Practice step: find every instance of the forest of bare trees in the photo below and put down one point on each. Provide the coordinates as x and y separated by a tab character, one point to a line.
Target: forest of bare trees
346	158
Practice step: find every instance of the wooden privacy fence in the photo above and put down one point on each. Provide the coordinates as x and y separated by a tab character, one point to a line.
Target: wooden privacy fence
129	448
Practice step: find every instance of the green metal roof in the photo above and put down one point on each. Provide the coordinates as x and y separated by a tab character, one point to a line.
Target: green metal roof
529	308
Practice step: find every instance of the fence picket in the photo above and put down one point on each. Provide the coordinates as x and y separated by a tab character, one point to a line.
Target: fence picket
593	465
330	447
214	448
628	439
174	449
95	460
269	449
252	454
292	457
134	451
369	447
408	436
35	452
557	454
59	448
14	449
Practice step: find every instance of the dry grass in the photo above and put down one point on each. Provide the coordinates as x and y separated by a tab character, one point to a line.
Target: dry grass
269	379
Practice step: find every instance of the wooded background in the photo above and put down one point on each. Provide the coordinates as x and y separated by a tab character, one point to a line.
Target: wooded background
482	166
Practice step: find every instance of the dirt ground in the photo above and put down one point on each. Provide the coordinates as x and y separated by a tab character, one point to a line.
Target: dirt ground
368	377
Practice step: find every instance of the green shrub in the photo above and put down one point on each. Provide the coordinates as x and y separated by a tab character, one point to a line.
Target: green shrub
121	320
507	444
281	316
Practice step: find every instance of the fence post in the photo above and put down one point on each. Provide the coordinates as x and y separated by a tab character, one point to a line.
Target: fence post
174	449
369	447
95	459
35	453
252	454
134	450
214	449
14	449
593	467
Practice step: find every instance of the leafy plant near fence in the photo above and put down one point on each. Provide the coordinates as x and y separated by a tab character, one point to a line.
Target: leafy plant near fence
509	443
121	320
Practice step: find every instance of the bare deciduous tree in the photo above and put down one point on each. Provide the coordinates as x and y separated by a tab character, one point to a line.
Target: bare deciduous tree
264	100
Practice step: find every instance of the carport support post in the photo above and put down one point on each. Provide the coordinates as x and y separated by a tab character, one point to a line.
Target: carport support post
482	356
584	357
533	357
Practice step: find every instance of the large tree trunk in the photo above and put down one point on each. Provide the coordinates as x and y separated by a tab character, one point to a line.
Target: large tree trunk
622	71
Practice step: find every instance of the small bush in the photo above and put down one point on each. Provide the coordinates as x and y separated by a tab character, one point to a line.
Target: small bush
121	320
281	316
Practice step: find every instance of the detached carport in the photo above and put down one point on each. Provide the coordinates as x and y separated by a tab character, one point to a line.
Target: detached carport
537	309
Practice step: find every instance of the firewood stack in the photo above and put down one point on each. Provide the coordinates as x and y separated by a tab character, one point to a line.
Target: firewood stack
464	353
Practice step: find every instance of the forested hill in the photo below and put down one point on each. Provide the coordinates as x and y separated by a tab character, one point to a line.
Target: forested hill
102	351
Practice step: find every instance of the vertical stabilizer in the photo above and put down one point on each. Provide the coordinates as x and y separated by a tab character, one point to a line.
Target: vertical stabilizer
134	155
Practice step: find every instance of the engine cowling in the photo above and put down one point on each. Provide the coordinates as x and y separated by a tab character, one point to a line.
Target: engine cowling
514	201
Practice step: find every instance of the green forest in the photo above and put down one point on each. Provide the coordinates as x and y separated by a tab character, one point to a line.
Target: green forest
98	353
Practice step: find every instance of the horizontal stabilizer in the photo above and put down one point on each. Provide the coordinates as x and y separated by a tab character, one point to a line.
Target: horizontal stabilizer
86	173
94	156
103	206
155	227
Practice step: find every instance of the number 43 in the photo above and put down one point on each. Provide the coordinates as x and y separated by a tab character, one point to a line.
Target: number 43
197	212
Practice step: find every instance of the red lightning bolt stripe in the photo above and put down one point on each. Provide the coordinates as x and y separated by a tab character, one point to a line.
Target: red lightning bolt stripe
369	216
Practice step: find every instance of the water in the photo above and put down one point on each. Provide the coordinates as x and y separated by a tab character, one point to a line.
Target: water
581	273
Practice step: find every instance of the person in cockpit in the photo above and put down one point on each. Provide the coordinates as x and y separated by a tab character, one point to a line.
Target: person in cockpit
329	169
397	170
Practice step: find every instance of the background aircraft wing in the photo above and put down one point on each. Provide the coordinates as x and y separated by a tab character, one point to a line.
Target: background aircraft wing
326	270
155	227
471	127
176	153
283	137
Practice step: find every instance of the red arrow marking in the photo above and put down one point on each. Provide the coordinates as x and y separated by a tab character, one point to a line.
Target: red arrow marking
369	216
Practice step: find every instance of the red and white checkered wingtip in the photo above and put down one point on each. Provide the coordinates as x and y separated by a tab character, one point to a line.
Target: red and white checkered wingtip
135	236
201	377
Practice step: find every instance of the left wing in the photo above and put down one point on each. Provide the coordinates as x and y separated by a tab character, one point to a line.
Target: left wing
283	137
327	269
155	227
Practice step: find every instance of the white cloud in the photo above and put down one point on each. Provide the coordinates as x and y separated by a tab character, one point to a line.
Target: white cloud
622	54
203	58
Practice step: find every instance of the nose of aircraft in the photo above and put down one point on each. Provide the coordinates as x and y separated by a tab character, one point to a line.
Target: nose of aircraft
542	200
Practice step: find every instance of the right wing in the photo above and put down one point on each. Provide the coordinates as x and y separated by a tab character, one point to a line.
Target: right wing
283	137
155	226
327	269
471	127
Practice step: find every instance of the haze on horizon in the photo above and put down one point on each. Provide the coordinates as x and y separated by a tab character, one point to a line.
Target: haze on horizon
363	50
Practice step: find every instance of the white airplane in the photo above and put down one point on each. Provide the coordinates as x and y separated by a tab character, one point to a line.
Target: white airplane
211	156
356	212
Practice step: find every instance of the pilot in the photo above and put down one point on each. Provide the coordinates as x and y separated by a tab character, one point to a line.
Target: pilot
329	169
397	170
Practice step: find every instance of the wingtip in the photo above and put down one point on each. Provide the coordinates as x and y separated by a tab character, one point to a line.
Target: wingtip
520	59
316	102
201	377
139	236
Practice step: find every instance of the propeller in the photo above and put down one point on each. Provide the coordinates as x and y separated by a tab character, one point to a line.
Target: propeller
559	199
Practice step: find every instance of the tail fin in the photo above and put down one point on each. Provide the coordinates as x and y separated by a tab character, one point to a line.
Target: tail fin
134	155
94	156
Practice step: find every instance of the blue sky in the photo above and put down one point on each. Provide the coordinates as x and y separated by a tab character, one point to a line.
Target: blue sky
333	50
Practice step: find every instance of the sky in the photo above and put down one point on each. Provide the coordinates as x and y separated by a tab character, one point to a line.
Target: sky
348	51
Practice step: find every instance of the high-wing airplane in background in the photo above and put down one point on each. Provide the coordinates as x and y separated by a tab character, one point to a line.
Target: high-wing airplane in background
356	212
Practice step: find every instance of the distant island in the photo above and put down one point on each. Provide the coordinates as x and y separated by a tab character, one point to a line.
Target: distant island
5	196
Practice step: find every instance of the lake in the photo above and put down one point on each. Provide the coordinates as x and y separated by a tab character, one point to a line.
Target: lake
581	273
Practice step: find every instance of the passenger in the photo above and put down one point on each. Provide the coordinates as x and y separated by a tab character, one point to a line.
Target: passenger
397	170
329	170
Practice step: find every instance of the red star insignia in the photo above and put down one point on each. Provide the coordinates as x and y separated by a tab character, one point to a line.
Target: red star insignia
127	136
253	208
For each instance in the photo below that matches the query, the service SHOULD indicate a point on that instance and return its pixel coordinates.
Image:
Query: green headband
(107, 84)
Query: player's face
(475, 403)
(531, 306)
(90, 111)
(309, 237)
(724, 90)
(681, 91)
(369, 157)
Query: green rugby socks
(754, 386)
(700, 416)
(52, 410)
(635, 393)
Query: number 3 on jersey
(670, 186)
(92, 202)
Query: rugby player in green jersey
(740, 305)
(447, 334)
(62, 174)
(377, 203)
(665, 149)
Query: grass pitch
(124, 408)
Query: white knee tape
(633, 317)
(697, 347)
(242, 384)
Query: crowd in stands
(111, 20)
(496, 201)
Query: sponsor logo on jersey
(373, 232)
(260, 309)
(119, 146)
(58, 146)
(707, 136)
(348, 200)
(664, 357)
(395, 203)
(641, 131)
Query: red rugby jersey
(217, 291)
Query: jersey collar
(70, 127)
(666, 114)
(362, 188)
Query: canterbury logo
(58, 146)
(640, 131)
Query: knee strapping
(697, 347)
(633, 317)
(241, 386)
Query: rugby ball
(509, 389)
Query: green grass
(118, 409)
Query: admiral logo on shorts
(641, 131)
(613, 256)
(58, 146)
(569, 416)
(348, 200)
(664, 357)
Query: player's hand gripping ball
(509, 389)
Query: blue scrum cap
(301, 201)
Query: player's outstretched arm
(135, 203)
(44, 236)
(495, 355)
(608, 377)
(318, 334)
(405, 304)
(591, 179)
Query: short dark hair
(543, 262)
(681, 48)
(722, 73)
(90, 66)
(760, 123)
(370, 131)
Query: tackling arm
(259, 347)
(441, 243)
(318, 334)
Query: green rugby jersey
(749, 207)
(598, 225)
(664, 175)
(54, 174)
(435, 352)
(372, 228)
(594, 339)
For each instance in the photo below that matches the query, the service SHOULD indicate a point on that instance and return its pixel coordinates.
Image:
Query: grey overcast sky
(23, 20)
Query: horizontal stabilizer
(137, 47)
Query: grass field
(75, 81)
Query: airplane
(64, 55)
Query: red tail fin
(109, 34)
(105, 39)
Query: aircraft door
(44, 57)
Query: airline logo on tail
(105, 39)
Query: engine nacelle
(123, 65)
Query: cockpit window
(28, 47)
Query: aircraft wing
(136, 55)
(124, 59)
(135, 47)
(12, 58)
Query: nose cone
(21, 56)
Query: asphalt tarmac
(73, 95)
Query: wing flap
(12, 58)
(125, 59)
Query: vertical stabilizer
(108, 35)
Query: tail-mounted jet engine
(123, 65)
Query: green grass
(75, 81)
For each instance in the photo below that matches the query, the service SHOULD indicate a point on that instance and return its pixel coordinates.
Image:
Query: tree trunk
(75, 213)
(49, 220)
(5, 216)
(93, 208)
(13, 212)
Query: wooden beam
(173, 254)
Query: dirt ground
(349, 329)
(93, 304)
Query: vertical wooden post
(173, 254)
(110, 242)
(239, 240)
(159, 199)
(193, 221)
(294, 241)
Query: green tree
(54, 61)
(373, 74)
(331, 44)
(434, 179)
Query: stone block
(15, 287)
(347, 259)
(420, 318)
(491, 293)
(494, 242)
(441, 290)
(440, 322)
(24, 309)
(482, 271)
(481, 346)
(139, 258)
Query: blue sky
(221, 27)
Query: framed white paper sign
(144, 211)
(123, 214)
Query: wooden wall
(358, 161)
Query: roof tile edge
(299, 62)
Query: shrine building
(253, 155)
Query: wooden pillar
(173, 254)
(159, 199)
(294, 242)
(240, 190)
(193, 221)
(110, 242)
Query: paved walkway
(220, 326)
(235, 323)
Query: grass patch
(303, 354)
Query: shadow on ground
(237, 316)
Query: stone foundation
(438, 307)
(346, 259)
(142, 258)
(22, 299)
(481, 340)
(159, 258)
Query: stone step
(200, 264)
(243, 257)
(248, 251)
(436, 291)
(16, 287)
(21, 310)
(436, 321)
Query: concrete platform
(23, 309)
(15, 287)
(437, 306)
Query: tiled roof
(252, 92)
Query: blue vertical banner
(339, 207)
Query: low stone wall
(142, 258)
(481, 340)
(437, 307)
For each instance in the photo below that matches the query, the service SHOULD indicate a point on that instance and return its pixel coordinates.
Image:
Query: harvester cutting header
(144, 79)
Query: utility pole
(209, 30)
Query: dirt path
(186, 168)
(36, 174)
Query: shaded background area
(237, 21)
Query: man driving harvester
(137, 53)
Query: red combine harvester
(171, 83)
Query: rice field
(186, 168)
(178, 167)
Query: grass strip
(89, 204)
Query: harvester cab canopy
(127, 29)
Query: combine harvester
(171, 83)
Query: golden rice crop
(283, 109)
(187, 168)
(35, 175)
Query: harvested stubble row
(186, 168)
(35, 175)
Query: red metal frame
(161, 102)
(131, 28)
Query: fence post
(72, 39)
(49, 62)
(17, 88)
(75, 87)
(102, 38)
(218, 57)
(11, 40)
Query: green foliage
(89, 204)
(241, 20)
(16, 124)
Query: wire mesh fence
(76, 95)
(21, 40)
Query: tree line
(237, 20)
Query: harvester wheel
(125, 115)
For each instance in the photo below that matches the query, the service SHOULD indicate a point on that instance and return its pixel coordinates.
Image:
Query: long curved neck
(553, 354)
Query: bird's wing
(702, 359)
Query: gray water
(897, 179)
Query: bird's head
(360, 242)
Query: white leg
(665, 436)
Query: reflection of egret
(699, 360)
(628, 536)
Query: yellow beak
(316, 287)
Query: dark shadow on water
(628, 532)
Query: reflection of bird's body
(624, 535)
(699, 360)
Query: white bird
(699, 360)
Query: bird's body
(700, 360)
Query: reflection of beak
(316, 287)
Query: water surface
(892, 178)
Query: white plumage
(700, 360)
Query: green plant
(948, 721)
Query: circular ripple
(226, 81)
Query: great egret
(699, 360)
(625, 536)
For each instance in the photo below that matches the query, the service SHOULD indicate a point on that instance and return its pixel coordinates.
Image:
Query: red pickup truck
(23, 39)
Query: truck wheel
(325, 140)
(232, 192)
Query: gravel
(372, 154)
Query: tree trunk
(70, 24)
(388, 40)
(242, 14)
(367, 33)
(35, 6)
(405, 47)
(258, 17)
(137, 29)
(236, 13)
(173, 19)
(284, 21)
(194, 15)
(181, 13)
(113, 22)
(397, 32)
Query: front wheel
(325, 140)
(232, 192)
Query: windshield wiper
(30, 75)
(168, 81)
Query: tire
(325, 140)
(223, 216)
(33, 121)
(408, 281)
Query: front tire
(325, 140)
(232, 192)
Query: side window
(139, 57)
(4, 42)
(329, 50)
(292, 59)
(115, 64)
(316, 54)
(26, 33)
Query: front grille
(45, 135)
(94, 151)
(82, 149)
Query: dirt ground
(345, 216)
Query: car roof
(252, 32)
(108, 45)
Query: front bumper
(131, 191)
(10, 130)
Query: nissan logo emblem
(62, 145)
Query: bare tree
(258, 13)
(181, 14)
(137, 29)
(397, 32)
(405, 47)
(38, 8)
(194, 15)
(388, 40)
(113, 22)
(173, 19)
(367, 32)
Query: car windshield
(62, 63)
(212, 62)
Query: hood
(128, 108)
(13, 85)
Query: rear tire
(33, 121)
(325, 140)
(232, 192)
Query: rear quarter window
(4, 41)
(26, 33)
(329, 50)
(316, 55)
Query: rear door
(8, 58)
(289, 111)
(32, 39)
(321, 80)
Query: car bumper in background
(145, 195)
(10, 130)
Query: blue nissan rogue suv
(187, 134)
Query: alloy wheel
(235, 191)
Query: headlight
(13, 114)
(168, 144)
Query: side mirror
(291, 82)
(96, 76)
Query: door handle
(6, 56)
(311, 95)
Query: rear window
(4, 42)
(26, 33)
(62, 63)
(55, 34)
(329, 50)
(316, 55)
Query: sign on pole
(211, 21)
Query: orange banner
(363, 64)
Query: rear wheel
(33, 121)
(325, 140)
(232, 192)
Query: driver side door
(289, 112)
════
Copy verbatim, from the listing above, each line from the one containing "Target: pilot" down to the one containing "Practice step: find every instance of the blue", inclusive.

Target: pilot
329	169
397	170
Practice step: find every instance of the wingtip in the photo above and put down one point on each. Provide the coordinates as x and y separated by a tab character, one point to a line.
Target: wingtip
520	59
316	102
201	377
139	236
Practice step: find every instance of the propeller in the photo above and put down one point on each. Provide the coordinates as x and y separated by a tab character, one point to a line.
Target: propeller
559	199
Practice step: find every instance of the tail fin in the photo above and put down one point on each. Provide the coordinates as x and y separated by a tab character, one point to a line.
Target: tail fin
134	155
94	156
Practice step: find every instance of the blue sky in the photo above and put down one point on each. Provide the coordinates as x and y separated by a tab character, one point to a line.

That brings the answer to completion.